*Set exercise 1*. Do these statements agree with the essay on the presidential primaries: (a) the writer expects the Republican candidate to be Marco Rubio or possibly Jeb Bush, (b) superdelegates are tied to particular states, (c) the race comes down to about 5% of the country? Answer yes or no for each, quoting the words of the essay that decide it.

*Document extract*.
○ ○ ○
I’m here to tell y’all to pump your brakes and settle down.

Here’s the reality of the situation — Donald and Bernie have as much chance of being on the final Presidential ballot in November as I have of buying the land I grew up on OR if you are unfamiliar with my birthplace, a snowball has in Hell.

I don’t care that they are leading in the polls. I don’t care that they’ve won earlier primaries. I don’t care that “The Donald” can buy votes left and right with his kind of money. You heard it here first — neither one will be on the ballot come this fall. They can win every primary from here on out and they STILL won’t be on the ballot. Neither will Ted “The Canadian” Cruz and all for the same reason.

Ted Cruz, Donald Trump, and Bernie Sanders are all COMPLETELY INCAPABLE of winning a general election. They are caricatures of politicians who have enjoyed a modicum of success by exciting very narrow segments of the electorate. They would get slaughtered and I mean SLAUGHTERED in a general election because what no one seems to remember is this country is split in half. Mitt Romney wishes he’d never said it, but he was right. The race is about 5% or so of the country. The other 95% made up their minds long ago.

So why am I so certain these jacklegs won’t be on the ballot? Easy. The Republican and Democratic establishments will never LET them on the ballot. Bernie could win every primary from here on out — Hillary is going to be the Democratic nominee. Same for Trump and Cruz, no matter how great they and their respective narrow bases think they are, the Republican establishment will NEVER let them on the final ballot. The Republican candidate is going to be Marco Rubio or possibly Jeb Bush, but that is a fading chance.

But what about the conventions?

The conventions are exactly what will keep them off the ballot. In Bernie Sander’s case, he can win all 50 states worth of delegates, but the Democratic establishment has a secret weapon they’ve never had to use yet. It’s called “the Superdelegates.” These are delegates unattached to any state who cast their votes independent of any primary results. Also, no matter how many or how few Superdelegates exist, their votes will always outnumber the total of the state delegates — IF NECESSARY. They will need to invoke the superdelegate protocol if Bernie actually looks like he’s going to get nominated. The simple political math is the man can’t win an election so the powers that be in the Democratic party are NEVER going to let him run and get shellacked.
○ ○ ○
*Provided records*.
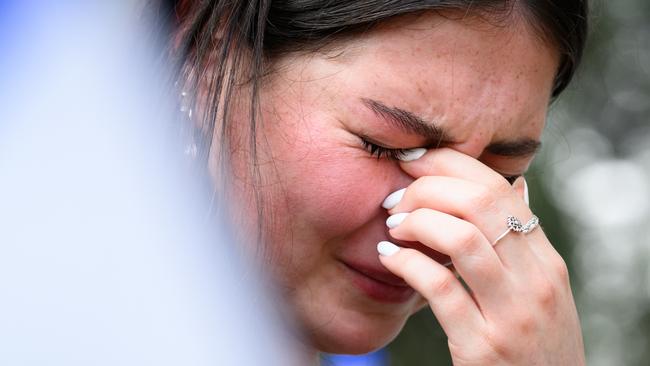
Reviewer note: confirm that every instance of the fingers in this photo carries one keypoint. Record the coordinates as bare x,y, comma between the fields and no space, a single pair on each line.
471,253
475,203
450,302
467,200
449,162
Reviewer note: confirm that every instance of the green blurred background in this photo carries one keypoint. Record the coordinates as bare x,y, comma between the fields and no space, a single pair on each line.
590,186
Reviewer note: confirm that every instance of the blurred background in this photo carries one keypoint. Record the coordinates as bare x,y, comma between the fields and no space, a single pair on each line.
590,186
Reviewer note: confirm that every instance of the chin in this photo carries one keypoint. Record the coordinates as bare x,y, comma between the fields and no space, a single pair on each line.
349,333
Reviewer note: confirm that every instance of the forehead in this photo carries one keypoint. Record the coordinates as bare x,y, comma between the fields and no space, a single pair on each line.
470,75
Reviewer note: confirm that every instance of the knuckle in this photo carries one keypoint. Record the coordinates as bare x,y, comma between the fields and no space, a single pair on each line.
500,344
468,239
545,295
561,270
482,199
525,325
418,189
442,285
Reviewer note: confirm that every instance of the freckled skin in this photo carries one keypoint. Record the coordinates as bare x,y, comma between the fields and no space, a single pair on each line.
481,82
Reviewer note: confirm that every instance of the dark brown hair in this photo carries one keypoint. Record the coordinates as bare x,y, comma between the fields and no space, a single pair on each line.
213,41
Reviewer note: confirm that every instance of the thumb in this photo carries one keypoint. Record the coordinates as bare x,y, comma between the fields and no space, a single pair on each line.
521,187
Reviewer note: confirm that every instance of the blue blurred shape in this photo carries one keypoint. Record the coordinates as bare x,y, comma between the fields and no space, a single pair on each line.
106,255
377,358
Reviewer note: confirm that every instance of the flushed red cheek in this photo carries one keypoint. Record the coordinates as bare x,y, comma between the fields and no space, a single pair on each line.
337,194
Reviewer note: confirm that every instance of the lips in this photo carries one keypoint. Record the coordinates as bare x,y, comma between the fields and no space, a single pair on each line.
378,284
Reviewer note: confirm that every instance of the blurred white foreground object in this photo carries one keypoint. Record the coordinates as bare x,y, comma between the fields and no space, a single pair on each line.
106,258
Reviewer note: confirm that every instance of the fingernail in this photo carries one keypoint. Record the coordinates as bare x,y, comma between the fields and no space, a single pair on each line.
393,199
526,198
393,221
387,248
412,154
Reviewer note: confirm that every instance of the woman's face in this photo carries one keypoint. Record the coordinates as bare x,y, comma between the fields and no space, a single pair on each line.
424,81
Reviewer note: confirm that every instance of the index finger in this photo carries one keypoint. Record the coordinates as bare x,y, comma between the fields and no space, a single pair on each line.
449,162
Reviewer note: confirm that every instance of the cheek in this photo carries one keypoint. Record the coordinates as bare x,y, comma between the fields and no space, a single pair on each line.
334,189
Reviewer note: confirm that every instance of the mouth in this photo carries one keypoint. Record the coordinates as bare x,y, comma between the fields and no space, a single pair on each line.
379,285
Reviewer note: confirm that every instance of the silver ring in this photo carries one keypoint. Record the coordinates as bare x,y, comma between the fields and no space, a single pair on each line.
516,226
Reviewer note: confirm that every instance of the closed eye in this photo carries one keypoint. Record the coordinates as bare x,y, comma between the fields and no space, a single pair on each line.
381,151
396,154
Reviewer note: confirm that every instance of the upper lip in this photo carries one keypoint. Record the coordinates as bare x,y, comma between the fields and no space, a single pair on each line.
377,274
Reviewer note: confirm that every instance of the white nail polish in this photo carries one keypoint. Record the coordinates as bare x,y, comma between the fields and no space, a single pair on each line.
526,198
393,199
387,248
393,221
412,154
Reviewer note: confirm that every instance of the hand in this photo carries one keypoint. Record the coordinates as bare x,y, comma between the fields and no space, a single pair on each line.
519,310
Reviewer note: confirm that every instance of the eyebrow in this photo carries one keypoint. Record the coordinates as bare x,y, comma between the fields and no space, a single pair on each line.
411,123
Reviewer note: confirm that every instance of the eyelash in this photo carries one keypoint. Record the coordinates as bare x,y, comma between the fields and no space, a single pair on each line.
382,152
396,154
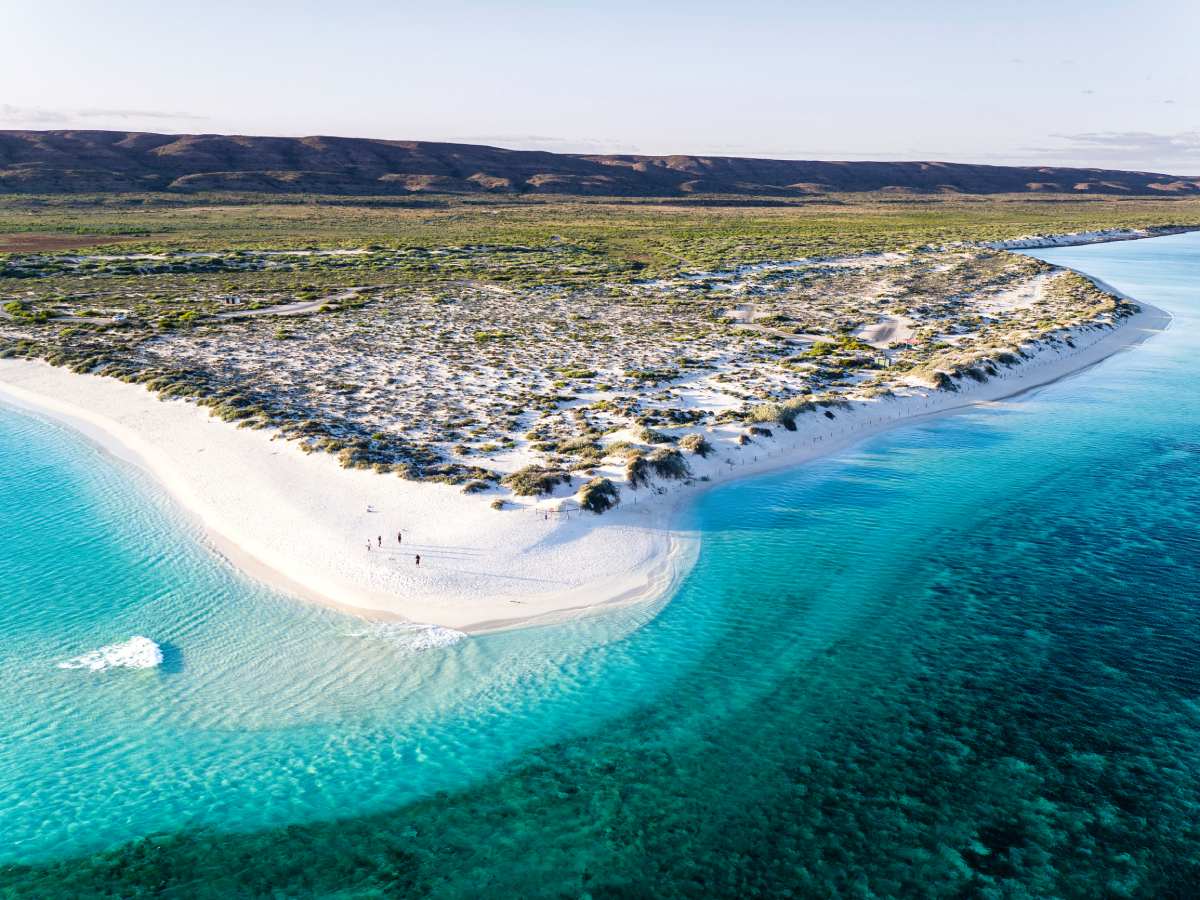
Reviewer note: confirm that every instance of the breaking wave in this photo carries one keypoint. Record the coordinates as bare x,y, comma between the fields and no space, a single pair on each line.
412,635
136,653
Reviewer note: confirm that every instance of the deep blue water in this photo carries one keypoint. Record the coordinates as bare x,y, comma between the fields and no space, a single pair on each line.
959,660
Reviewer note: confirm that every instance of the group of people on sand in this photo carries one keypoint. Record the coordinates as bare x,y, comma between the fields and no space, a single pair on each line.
400,539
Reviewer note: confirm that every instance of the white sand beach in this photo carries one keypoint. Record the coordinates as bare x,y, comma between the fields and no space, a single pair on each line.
303,522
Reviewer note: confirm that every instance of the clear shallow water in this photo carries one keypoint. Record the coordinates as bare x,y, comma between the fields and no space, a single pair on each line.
960,660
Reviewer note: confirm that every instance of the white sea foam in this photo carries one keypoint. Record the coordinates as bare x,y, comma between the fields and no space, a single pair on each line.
412,635
136,653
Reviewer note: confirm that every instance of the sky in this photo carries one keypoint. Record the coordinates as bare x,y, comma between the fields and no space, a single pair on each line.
1056,82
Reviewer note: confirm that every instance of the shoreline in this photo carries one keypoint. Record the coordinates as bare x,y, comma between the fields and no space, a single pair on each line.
298,521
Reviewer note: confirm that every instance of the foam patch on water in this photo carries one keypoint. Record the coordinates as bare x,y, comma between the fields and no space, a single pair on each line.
136,653
412,635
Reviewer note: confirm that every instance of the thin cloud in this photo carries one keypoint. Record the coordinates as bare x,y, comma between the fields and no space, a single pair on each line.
136,114
1143,150
43,117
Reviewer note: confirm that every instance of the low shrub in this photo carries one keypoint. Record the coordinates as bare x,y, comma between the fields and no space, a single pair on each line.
534,480
599,495
669,463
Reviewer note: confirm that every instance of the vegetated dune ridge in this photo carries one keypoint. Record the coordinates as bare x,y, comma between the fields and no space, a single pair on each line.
102,161
304,523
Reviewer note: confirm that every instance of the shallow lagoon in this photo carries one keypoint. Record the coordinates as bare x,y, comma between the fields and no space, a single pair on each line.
958,659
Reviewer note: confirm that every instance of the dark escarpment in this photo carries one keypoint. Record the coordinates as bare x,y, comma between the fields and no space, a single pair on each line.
108,161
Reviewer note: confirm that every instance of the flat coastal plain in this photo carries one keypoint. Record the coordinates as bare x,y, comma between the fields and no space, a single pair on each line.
529,417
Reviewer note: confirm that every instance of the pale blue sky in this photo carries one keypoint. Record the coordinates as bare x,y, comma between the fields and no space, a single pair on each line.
1098,83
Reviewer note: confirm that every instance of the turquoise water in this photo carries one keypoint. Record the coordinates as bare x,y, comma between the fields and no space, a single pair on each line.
959,660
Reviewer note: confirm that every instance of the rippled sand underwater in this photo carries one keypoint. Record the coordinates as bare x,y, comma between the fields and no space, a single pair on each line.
960,661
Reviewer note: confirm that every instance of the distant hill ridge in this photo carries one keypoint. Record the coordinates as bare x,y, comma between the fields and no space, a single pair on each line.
93,161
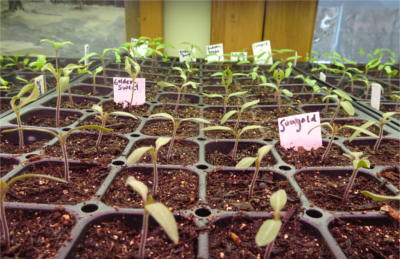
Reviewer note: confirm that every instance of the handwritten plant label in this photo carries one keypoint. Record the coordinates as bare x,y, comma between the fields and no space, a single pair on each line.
41,83
262,52
238,56
293,131
184,55
141,49
128,92
376,90
86,49
322,76
215,52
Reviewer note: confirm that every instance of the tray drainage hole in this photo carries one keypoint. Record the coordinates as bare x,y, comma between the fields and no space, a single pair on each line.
203,167
118,162
202,212
314,213
285,168
89,208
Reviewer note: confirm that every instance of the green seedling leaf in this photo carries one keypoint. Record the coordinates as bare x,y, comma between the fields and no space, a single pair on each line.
278,200
268,231
378,197
137,186
136,155
161,141
165,218
245,162
228,115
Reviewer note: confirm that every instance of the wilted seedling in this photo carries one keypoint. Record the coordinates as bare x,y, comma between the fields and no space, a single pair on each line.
358,162
19,101
381,124
4,188
157,210
176,123
248,161
227,78
138,153
57,46
279,75
103,116
335,129
343,100
269,230
180,89
236,133
225,98
239,113
62,139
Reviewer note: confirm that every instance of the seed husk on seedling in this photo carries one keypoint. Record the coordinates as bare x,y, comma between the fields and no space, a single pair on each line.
157,210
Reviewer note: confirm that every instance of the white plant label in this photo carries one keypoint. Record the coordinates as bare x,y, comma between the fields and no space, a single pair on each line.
238,56
140,50
41,83
262,52
215,52
184,55
128,92
86,52
293,131
322,76
376,90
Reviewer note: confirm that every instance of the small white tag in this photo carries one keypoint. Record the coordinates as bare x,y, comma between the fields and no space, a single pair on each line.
376,90
126,92
215,52
293,131
322,76
86,52
238,56
262,51
41,83
141,49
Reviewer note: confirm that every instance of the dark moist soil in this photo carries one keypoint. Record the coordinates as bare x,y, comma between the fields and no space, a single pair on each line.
387,154
79,103
296,240
219,134
345,132
37,234
224,158
82,147
326,189
183,111
4,105
6,165
84,181
187,129
367,239
48,120
220,101
173,98
303,158
140,110
228,190
120,238
177,189
118,124
392,176
9,147
183,152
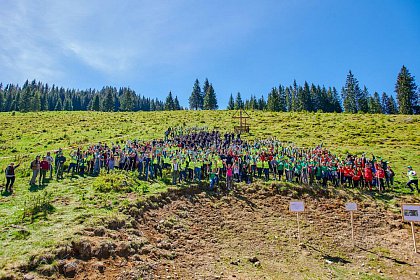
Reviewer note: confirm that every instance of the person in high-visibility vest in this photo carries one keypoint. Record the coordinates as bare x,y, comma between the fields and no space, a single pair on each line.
412,179
175,171
259,167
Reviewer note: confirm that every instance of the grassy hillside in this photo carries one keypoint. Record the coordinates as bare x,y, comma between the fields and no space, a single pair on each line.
395,138
58,211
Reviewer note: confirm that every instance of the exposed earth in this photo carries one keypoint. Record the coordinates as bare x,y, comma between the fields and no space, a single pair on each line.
246,234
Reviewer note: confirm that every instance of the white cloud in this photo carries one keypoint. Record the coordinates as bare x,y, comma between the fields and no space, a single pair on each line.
111,38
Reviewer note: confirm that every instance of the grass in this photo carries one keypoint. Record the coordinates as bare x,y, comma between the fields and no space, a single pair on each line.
36,219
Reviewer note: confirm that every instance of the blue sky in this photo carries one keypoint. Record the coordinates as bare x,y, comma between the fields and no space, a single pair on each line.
248,46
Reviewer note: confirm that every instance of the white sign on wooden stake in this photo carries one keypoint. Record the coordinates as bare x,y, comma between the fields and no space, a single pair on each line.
297,206
411,213
351,206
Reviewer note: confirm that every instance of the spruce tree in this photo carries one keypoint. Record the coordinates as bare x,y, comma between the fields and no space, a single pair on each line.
210,100
231,103
127,101
169,103
374,104
282,99
239,104
384,102
68,104
108,105
1,100
273,101
176,104
391,106
96,104
349,93
206,86
58,105
196,98
405,88
362,100
262,105
25,100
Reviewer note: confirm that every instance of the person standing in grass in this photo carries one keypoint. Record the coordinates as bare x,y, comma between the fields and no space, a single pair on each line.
380,176
229,176
35,166
412,179
10,176
50,161
44,167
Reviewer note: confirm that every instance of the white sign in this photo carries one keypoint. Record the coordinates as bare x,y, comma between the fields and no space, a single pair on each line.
351,206
297,206
411,212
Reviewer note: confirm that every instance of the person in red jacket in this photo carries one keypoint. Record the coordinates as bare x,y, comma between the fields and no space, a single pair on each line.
357,176
45,166
380,176
348,175
10,176
368,176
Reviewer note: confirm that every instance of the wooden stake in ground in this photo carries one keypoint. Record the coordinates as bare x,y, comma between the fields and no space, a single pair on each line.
411,213
351,206
414,237
297,206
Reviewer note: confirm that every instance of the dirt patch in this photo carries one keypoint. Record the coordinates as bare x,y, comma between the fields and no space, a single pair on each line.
247,234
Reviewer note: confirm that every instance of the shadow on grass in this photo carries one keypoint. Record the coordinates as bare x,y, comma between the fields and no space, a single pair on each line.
382,256
35,188
333,259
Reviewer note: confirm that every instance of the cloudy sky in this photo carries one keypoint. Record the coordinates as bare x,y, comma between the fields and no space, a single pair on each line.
248,46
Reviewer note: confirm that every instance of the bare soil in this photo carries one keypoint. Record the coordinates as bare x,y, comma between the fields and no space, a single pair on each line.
245,234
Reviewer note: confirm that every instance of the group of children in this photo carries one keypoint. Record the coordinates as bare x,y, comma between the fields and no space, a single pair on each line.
215,157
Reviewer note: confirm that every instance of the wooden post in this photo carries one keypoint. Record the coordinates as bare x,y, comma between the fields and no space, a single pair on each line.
352,228
414,237
297,216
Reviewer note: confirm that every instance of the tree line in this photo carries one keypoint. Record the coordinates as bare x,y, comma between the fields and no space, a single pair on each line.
36,96
353,98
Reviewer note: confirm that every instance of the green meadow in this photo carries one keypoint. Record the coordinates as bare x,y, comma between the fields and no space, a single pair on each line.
35,219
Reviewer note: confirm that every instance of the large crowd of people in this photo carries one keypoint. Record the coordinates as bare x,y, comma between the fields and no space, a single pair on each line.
202,155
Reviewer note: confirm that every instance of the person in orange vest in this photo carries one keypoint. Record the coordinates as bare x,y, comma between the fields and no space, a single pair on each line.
380,176
368,175
10,176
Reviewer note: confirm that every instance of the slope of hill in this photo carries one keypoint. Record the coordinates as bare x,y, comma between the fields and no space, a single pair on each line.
220,229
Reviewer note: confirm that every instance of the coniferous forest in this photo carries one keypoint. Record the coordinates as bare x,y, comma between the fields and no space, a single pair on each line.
352,98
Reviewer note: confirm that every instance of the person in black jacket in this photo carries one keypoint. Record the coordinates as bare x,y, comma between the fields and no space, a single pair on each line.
10,176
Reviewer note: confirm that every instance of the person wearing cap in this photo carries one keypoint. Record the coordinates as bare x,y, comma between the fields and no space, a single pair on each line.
412,178
35,166
10,176
44,167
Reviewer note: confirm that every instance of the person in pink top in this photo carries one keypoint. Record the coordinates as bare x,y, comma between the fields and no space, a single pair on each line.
229,176
44,168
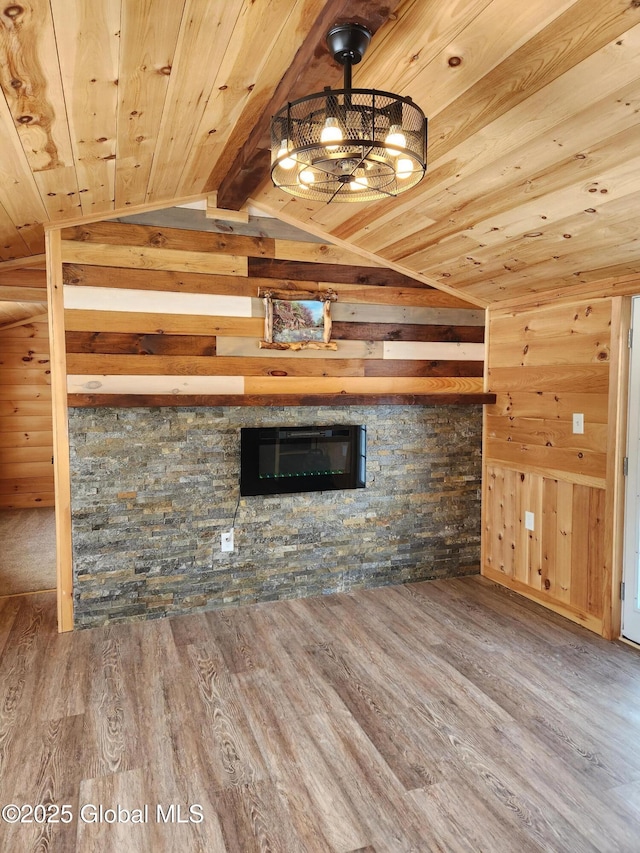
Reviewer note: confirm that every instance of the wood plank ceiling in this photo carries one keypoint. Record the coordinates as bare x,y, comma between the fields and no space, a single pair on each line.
534,152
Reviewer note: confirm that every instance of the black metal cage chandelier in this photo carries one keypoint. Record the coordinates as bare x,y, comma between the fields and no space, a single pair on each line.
348,144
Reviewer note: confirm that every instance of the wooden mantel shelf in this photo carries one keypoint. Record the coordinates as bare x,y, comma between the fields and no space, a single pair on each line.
157,400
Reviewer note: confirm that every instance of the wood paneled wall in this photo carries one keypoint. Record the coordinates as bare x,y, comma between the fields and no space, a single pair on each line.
155,313
26,440
545,364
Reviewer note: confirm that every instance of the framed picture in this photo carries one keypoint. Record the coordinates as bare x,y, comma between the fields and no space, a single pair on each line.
296,320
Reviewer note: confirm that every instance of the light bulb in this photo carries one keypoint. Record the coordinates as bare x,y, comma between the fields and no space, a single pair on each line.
395,139
404,167
288,162
306,177
360,182
331,132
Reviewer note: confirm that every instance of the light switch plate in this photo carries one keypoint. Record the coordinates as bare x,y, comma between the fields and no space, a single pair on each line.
226,540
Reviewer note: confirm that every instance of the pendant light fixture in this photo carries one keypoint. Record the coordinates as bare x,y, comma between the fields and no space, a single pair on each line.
348,144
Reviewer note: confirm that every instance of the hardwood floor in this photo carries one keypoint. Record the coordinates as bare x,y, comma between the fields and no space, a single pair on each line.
439,716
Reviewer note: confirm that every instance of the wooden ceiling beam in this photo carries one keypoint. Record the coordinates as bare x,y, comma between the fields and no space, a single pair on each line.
312,69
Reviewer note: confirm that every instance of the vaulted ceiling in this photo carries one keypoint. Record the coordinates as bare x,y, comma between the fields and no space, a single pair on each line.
533,181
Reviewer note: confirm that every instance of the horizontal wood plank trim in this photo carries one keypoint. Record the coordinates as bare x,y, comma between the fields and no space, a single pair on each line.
228,345
26,501
174,239
27,485
38,314
29,453
84,320
406,332
146,302
601,288
30,278
146,236
299,270
17,393
86,275
551,321
549,404
20,470
345,312
17,436
547,432
129,210
398,367
184,365
589,621
10,293
268,365
24,360
40,375
151,258
371,385
574,378
433,350
293,250
22,409
24,332
21,263
565,349
587,462
140,344
188,400
156,384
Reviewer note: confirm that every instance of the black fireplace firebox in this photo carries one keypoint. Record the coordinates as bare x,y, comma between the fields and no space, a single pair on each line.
279,460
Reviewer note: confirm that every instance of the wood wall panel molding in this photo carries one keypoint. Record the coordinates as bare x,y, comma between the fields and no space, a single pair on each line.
160,259
144,302
559,405
433,350
308,399
185,365
591,379
372,385
547,432
140,344
227,285
143,384
593,623
172,324
586,462
406,332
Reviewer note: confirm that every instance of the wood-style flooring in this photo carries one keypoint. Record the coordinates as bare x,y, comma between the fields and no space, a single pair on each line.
438,716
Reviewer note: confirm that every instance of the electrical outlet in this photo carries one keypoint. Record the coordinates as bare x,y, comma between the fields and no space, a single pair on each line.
226,540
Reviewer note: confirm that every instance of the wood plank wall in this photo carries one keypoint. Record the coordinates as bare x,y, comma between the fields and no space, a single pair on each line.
153,314
545,364
26,440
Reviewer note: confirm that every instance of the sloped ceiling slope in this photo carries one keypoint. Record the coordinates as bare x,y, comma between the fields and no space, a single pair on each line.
534,152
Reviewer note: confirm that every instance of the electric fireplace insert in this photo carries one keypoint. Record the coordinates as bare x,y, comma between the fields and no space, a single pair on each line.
278,460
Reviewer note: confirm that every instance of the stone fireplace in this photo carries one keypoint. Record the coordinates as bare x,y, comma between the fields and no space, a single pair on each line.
153,488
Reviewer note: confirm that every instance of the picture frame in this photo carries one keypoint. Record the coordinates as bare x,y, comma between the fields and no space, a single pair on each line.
297,320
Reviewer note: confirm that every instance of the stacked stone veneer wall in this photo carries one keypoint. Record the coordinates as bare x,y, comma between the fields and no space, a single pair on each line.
152,490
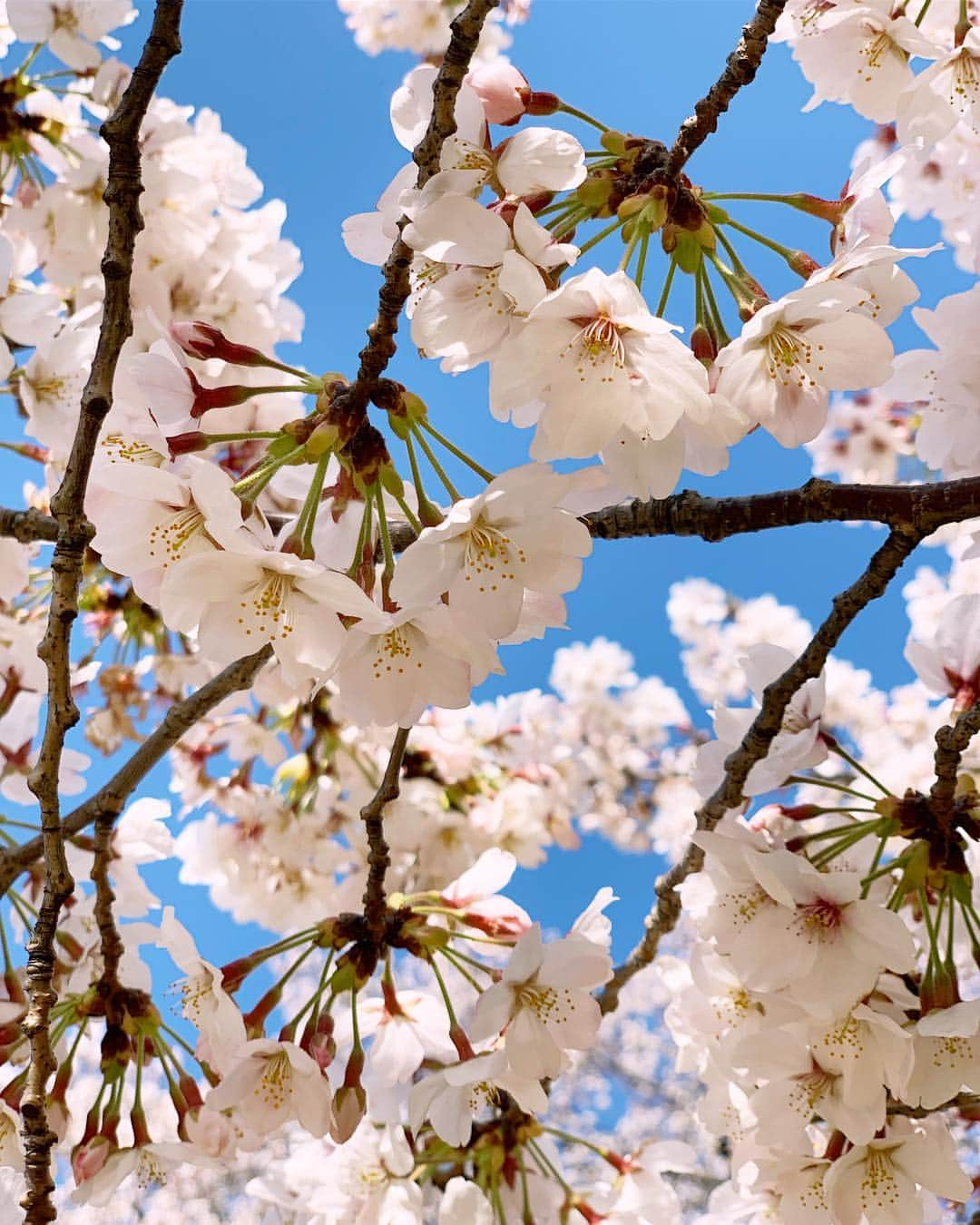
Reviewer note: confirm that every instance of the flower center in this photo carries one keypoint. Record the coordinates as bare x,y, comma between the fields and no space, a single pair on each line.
394,652
119,448
172,535
490,557
269,612
875,53
788,354
276,1083
965,90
○ ○ ○
*Set exercise 2*. Which lines of the entries contain the word "plant"? Copy each of them.

*Worked answer 1*.
(a) Yes: "The Republican candidate is going to be Marco Rubio or possibly Jeb Bush"
(b) No: "These are delegates unattached to any state who cast their votes independent of any primary results."
(c) Yes: "The race is about 5% or so of the country."

*Worked answer 2*.
Reviewer note: confirm that every instance of the handwritten plant label in this photo carries one keypoint. Record the coordinates as bare x,y, comma between the fields and no space, a single pair on each line.
Reviewer note: confirm that every instance of the white plant label in this photo carries one keypoint. Record the coordinates as bare x,y, comma between the fields and no space, a single pair on each line.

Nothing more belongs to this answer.